◆ **WORK TO COMPLETE**: Please gather every line of the data below that contains the word "white".

◆ **RECORDS FOR THE TASK**:
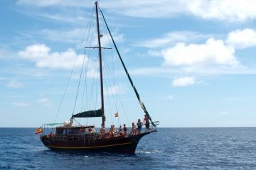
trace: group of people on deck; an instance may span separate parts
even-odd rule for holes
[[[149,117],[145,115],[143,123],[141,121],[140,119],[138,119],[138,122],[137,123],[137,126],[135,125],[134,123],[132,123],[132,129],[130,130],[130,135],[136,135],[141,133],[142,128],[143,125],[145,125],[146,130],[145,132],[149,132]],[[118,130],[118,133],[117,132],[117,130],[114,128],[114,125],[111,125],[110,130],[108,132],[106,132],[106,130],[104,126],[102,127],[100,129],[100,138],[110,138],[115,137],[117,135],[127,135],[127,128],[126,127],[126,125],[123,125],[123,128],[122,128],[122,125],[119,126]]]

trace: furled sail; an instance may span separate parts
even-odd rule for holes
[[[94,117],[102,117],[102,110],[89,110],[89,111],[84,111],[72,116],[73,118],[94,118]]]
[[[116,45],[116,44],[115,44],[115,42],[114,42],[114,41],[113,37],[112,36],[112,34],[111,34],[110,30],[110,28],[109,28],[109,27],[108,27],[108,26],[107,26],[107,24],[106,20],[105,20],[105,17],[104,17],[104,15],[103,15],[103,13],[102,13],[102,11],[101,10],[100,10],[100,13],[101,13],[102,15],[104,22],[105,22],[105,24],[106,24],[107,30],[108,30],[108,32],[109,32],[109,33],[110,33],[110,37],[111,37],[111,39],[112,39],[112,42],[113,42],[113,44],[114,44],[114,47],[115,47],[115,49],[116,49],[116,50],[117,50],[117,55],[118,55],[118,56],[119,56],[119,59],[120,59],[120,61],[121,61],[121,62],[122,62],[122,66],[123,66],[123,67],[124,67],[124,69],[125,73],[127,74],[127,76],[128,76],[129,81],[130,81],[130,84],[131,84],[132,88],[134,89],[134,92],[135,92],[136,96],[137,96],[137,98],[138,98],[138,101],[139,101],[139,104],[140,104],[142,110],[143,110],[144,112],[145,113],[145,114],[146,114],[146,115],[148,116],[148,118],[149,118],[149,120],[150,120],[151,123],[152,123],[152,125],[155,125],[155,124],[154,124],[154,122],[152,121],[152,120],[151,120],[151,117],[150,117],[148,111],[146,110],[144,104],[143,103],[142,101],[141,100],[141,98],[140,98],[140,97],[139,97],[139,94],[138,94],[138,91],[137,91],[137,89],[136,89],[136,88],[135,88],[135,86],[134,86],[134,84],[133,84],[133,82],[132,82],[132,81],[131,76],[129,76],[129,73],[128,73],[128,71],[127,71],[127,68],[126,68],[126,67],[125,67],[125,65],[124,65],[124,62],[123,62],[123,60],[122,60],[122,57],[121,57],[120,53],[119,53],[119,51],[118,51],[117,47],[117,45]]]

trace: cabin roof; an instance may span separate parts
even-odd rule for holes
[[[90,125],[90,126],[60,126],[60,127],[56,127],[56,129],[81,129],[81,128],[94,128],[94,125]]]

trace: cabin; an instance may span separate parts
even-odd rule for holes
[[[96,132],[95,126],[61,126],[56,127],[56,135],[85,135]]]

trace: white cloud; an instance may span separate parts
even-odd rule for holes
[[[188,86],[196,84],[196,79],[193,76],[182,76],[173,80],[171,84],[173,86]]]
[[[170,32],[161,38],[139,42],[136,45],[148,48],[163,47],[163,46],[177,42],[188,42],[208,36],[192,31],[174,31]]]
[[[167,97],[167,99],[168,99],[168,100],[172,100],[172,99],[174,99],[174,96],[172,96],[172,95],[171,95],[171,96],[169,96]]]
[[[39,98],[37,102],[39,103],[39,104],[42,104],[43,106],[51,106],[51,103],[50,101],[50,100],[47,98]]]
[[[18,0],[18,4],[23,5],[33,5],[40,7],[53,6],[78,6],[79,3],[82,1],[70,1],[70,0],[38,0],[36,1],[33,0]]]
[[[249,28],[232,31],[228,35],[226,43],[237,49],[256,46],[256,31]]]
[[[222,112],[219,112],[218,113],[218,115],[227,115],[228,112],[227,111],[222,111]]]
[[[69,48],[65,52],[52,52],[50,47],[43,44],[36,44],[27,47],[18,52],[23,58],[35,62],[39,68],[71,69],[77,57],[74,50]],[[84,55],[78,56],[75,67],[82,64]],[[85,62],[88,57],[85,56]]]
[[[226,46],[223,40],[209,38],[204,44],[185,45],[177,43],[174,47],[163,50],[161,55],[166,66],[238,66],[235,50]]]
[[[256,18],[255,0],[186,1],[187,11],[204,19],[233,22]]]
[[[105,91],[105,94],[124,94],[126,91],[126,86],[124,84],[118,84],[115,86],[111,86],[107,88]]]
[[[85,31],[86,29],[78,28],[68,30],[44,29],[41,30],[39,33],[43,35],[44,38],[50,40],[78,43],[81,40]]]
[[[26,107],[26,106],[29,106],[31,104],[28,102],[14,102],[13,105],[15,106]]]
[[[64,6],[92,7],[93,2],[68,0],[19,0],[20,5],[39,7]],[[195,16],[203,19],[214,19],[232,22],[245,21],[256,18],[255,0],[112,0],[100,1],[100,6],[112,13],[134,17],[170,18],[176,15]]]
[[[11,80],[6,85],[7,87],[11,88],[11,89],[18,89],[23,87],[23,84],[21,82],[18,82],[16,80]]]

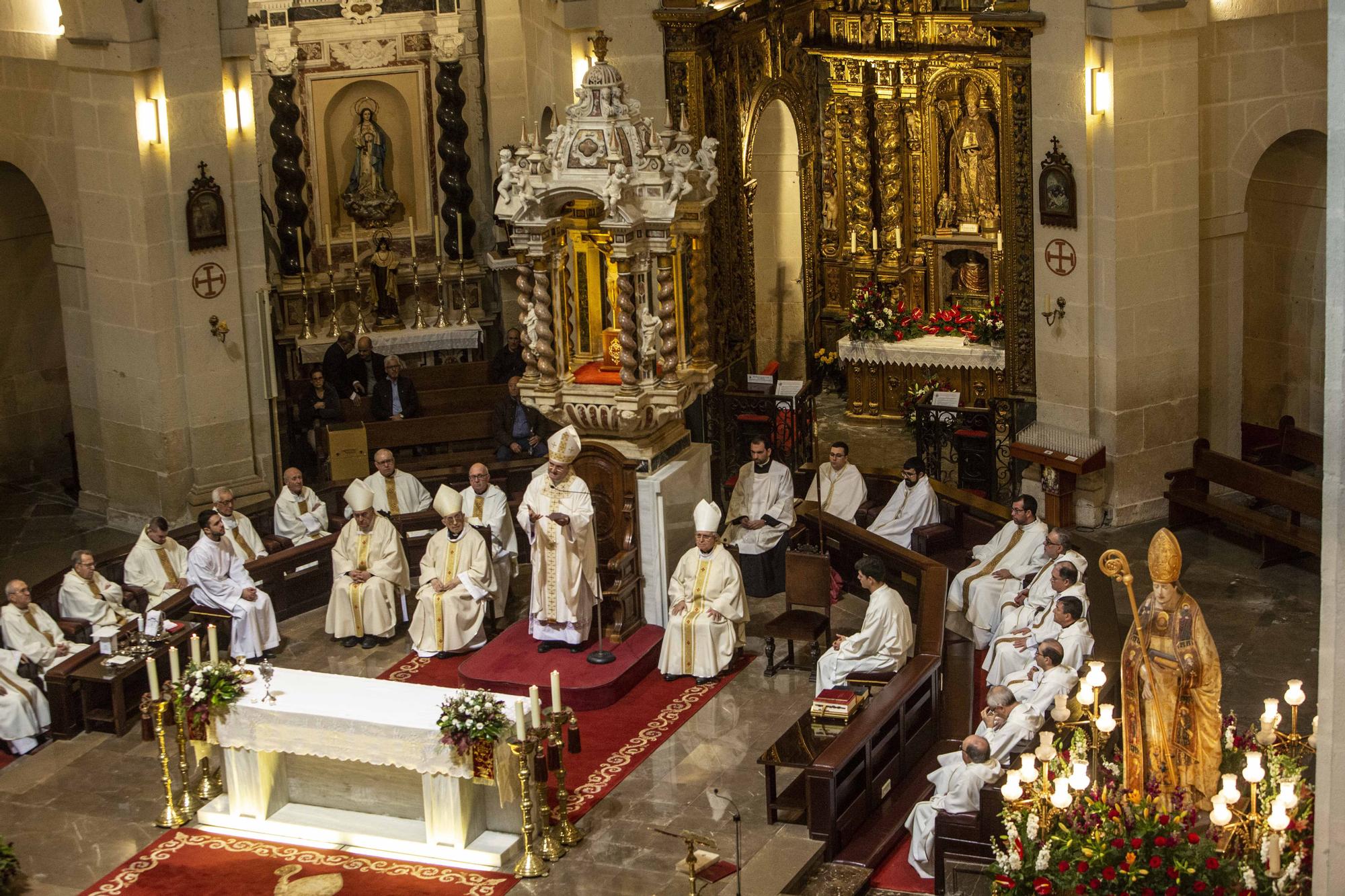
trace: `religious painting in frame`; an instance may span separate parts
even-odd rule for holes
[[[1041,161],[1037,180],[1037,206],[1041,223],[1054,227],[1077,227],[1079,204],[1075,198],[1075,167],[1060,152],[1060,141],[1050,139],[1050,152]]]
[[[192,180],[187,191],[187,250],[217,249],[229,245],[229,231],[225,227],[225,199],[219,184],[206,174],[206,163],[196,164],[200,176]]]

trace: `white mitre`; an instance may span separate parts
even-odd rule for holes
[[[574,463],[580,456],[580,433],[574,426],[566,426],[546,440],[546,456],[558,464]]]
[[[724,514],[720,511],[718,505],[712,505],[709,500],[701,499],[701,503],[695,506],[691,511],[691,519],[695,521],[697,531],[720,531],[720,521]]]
...
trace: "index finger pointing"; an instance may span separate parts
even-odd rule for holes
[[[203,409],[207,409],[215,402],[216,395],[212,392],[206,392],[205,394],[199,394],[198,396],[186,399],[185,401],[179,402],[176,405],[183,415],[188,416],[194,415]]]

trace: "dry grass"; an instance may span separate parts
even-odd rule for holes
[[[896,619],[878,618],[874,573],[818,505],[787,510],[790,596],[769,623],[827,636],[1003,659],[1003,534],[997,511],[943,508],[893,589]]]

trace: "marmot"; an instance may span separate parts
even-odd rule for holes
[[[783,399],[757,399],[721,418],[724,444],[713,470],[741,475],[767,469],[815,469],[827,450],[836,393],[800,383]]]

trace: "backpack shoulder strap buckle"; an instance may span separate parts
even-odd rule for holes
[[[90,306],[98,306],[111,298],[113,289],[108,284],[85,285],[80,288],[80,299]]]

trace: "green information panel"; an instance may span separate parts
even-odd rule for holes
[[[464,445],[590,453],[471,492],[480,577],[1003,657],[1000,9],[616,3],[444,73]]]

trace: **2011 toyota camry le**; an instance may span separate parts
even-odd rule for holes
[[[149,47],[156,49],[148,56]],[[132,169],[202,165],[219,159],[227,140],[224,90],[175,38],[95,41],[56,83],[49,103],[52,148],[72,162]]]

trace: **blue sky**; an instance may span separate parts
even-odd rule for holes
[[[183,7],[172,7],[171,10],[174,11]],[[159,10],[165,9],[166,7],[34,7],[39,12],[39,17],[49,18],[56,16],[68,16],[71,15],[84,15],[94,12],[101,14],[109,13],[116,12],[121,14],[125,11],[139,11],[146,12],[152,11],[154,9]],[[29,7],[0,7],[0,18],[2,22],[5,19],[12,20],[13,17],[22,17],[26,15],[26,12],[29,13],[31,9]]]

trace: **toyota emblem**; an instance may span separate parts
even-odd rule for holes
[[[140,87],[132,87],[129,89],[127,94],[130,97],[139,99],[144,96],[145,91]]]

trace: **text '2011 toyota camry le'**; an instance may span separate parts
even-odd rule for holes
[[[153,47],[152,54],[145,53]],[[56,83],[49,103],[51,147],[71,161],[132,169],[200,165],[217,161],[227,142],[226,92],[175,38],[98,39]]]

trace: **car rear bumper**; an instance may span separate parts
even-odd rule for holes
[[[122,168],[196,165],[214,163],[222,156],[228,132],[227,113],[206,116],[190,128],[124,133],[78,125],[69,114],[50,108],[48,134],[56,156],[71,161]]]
...
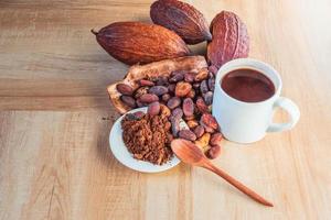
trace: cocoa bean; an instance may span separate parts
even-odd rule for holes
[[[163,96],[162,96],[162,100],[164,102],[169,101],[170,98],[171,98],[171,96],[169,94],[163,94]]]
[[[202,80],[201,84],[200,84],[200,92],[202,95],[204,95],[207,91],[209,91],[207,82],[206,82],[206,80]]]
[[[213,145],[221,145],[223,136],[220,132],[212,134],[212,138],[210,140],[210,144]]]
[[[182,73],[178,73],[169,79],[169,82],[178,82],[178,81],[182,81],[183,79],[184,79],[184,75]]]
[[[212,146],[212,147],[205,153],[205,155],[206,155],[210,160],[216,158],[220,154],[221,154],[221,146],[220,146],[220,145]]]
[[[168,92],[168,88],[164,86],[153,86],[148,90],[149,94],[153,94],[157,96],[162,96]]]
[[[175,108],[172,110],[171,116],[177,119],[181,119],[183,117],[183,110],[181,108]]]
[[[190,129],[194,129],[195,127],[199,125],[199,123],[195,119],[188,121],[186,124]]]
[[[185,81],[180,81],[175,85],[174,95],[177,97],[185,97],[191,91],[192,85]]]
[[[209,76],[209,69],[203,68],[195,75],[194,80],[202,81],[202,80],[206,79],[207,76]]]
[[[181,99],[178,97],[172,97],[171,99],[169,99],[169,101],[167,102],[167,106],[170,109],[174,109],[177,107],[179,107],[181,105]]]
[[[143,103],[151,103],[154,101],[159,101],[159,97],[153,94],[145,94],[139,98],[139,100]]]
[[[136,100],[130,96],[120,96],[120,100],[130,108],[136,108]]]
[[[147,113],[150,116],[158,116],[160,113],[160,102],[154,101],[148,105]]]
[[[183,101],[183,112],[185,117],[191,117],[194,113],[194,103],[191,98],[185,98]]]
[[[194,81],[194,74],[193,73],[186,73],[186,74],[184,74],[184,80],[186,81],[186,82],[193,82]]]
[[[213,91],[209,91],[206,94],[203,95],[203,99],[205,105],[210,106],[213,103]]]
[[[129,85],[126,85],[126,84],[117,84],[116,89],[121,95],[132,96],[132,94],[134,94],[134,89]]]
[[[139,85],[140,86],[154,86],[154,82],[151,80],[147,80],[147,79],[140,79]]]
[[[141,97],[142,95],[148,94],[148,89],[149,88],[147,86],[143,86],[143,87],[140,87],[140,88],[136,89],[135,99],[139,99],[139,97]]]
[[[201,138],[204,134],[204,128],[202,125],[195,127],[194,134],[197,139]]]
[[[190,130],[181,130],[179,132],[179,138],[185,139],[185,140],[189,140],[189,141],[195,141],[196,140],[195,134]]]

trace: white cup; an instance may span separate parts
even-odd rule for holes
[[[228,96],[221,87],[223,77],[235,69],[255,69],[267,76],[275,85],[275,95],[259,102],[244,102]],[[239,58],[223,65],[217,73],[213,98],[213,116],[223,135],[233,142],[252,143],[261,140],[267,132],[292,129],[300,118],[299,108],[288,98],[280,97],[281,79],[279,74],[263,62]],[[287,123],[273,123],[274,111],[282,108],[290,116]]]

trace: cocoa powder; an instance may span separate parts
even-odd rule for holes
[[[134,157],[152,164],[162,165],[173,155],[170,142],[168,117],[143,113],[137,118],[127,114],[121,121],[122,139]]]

◆ **TASK RESULT**:
trace: white cloud; an instance may span separate parts
trace: `white mitre`; an instance may span separate parts
trace: white cup; an instance may span separate parts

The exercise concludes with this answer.